(Exercise instructions): Report how many lines of data below contain the string "view". Give only the number.

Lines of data
+ + + + +

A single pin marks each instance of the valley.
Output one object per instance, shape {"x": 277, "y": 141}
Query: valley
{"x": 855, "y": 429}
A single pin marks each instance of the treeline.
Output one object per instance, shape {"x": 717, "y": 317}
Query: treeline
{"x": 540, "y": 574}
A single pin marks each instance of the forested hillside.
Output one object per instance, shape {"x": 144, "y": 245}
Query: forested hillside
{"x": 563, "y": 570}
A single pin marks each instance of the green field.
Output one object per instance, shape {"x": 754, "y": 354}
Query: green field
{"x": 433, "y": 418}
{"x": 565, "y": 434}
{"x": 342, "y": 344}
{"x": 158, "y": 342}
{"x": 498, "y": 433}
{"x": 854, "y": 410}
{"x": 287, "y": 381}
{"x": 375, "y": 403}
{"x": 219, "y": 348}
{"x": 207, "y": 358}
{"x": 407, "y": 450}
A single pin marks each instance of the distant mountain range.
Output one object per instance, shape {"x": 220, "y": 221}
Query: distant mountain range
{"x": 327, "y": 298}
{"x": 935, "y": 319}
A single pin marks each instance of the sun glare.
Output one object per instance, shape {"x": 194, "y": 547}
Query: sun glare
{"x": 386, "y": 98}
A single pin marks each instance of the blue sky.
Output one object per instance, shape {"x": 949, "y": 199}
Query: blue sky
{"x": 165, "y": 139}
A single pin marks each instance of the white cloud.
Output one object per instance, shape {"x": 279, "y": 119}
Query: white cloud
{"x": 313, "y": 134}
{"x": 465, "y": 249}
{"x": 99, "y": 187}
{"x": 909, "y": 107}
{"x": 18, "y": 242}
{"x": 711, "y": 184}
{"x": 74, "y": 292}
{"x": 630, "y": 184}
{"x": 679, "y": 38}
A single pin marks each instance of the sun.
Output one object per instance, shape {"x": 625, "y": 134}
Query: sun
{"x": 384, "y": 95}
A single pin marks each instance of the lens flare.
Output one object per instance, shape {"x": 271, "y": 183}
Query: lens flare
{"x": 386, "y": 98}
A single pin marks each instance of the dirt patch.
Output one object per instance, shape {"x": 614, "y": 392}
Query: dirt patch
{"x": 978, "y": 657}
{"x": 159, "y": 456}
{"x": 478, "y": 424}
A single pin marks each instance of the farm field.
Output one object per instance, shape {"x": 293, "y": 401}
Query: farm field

+ + + + +

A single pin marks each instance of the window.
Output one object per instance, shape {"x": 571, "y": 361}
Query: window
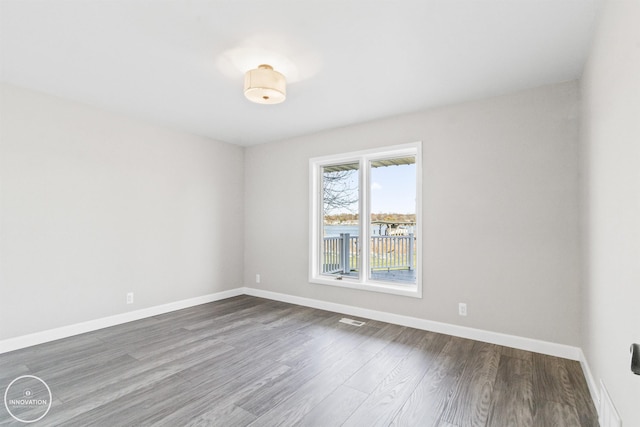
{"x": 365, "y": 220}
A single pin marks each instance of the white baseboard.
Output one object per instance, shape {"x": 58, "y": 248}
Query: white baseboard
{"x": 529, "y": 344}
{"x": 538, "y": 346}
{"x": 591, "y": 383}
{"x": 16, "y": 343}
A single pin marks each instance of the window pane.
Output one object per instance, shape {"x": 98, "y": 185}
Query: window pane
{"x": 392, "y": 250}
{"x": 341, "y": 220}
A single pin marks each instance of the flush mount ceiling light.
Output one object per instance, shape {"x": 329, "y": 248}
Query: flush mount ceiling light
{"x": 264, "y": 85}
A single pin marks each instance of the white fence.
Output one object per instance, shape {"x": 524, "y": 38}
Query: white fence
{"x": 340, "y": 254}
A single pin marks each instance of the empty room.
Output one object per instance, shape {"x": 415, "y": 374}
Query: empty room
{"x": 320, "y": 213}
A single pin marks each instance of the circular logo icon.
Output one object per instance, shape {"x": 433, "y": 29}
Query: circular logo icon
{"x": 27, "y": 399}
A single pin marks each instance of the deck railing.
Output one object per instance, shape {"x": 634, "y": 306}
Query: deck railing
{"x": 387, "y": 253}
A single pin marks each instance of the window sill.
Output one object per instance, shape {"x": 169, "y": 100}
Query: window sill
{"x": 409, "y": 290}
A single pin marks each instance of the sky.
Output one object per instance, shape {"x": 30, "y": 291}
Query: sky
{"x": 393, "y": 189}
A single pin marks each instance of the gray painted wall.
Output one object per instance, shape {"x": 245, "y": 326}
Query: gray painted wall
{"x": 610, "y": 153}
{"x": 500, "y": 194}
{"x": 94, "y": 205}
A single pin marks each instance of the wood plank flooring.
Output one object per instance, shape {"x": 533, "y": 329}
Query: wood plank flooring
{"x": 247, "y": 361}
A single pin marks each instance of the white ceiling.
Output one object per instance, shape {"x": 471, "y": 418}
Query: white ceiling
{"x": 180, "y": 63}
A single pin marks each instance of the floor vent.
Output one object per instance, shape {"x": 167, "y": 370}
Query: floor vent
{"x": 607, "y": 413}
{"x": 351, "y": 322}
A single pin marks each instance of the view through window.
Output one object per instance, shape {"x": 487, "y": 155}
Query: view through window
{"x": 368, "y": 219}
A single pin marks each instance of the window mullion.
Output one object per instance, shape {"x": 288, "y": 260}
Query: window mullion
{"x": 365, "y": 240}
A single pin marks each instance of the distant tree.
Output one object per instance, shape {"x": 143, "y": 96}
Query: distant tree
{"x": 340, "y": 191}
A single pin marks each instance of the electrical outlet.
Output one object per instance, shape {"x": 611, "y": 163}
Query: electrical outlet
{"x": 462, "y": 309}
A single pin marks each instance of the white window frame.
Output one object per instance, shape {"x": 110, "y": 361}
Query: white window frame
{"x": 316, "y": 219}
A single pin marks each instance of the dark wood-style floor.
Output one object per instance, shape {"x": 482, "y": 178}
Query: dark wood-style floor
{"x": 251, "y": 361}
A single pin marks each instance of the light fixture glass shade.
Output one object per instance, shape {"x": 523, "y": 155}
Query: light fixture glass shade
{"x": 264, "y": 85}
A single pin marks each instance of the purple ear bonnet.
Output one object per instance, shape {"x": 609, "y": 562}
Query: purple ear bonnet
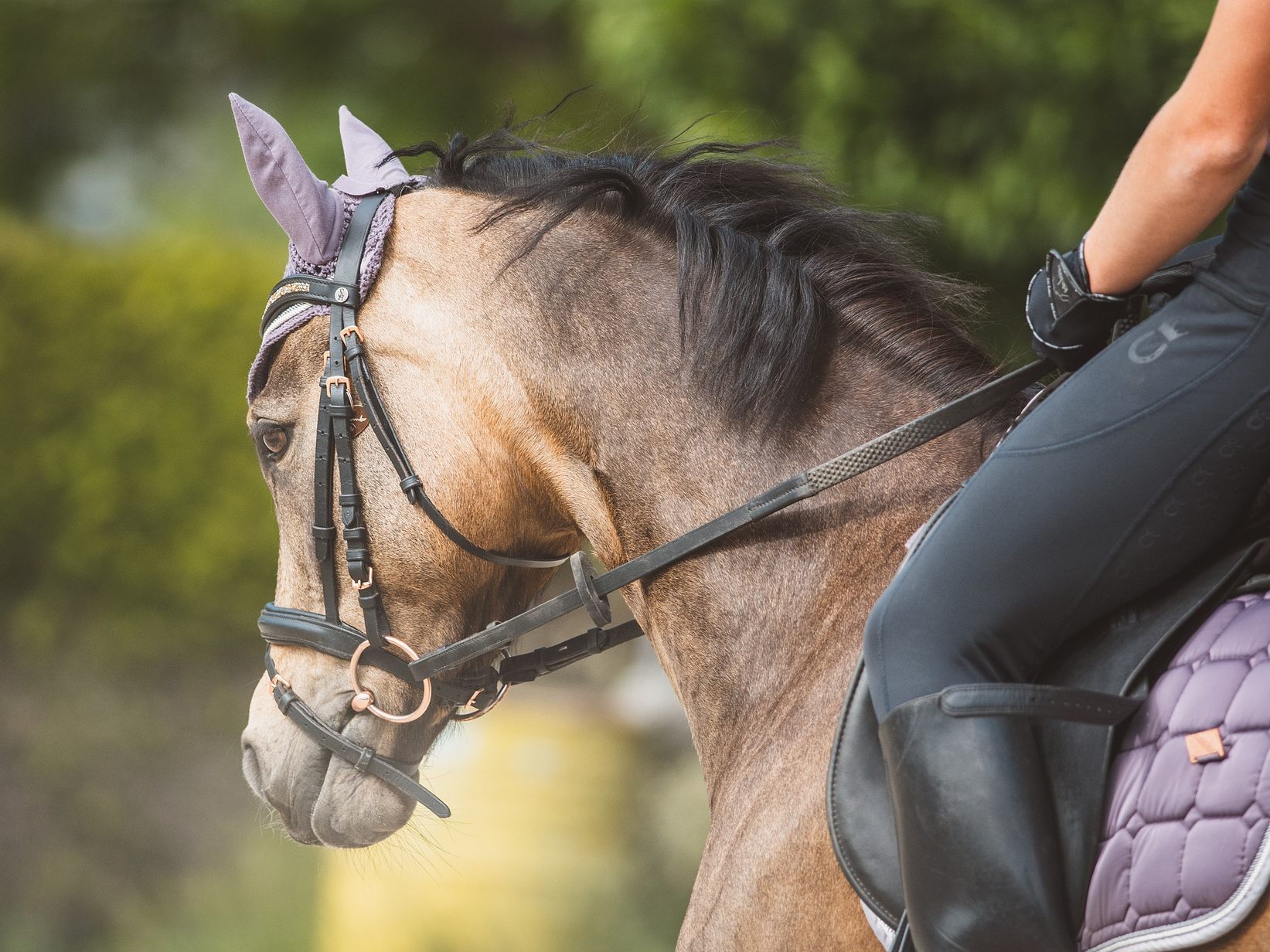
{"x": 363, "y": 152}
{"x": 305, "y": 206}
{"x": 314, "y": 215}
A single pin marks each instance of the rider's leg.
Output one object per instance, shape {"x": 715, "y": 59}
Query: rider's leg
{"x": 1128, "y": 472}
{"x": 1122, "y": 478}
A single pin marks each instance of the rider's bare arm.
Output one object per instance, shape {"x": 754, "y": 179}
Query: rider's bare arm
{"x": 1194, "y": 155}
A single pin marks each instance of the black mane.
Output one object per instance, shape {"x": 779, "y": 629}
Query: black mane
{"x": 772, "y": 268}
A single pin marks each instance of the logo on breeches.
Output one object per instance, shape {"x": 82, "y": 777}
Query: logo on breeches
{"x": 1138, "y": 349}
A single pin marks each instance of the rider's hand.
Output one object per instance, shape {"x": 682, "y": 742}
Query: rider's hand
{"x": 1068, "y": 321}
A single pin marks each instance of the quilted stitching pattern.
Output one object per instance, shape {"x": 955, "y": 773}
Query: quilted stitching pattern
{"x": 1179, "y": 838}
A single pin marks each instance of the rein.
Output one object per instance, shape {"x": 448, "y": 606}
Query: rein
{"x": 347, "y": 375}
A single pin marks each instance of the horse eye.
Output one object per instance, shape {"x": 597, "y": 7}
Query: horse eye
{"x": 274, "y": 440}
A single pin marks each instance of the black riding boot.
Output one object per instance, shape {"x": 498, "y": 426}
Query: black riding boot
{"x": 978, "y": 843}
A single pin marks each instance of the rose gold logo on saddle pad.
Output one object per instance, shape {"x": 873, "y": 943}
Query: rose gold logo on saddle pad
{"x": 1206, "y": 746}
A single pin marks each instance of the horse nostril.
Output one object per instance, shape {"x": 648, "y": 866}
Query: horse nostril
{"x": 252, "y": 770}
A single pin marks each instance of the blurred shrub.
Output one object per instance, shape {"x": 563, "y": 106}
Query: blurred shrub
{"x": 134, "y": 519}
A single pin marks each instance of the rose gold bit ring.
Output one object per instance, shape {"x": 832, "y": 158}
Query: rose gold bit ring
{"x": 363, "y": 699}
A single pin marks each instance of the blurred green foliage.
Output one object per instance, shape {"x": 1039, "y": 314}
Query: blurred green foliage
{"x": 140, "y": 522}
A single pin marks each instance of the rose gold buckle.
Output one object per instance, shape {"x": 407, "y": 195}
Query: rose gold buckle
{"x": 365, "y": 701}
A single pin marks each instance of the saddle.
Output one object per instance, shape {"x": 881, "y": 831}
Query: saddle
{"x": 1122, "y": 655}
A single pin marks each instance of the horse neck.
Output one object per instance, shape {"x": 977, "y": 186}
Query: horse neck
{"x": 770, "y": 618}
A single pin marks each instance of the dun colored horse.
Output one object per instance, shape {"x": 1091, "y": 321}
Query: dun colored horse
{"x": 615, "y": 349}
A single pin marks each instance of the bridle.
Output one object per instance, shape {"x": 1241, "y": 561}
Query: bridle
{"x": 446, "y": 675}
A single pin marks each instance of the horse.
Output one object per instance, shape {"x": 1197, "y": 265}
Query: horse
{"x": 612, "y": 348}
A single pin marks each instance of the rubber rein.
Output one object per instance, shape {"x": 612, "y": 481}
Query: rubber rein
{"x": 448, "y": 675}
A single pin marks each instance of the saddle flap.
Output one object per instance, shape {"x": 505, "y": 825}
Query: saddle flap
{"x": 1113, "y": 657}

+ + + + +

(In response): 2